-- What to do --
Pictures stay out. Everything else in the entries is copied exactly.

Segment Start: Data

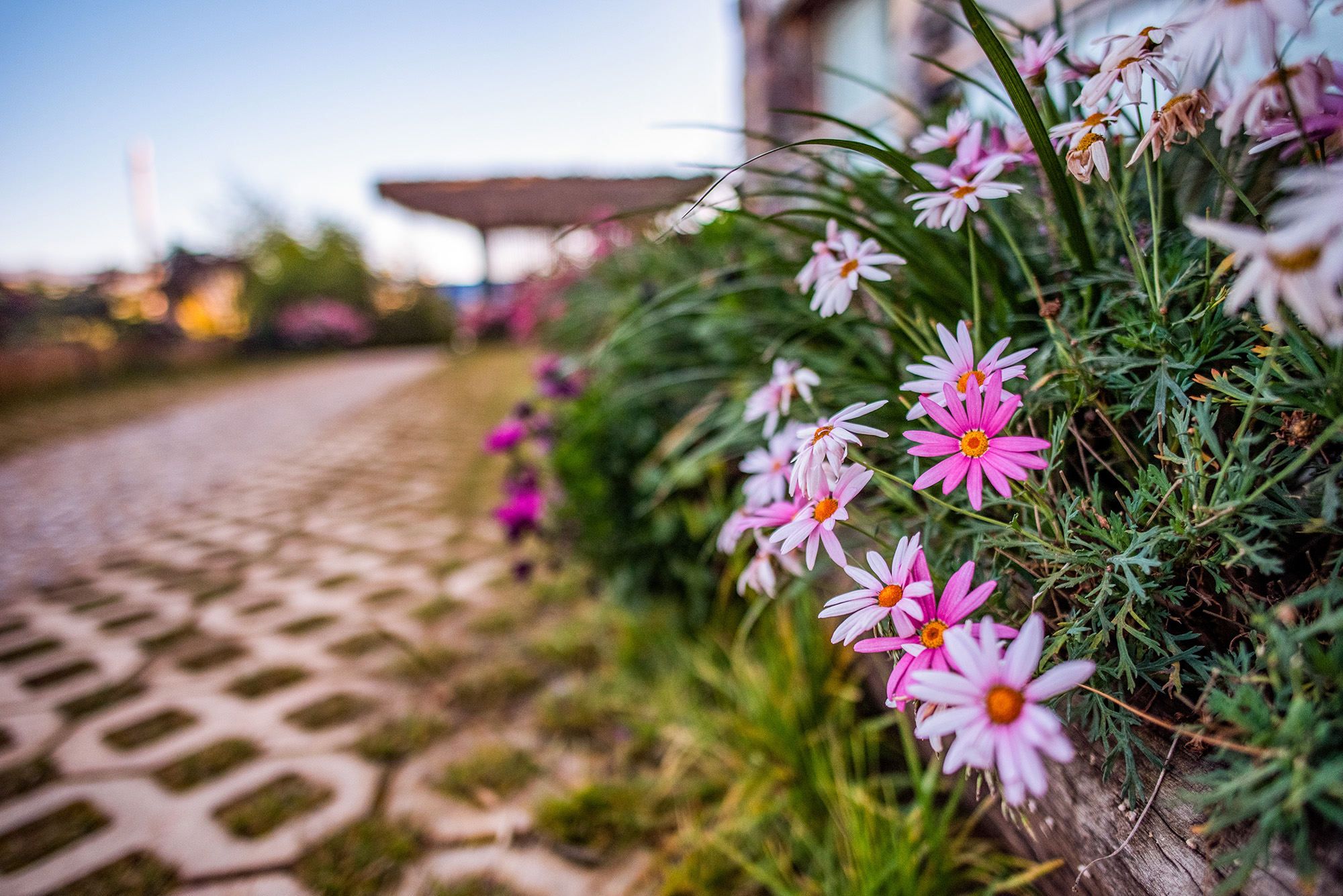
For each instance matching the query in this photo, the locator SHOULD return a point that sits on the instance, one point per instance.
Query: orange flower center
(931, 635)
(1297, 262)
(1004, 705)
(965, 379)
(974, 443)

Segment End: Data

-- Output --
For each instance matching the query in this photo, the locator SHOULD return a point that sits on the instance, one point per instance.
Query: orange flower center
(931, 635)
(1297, 262)
(1004, 705)
(965, 379)
(974, 443)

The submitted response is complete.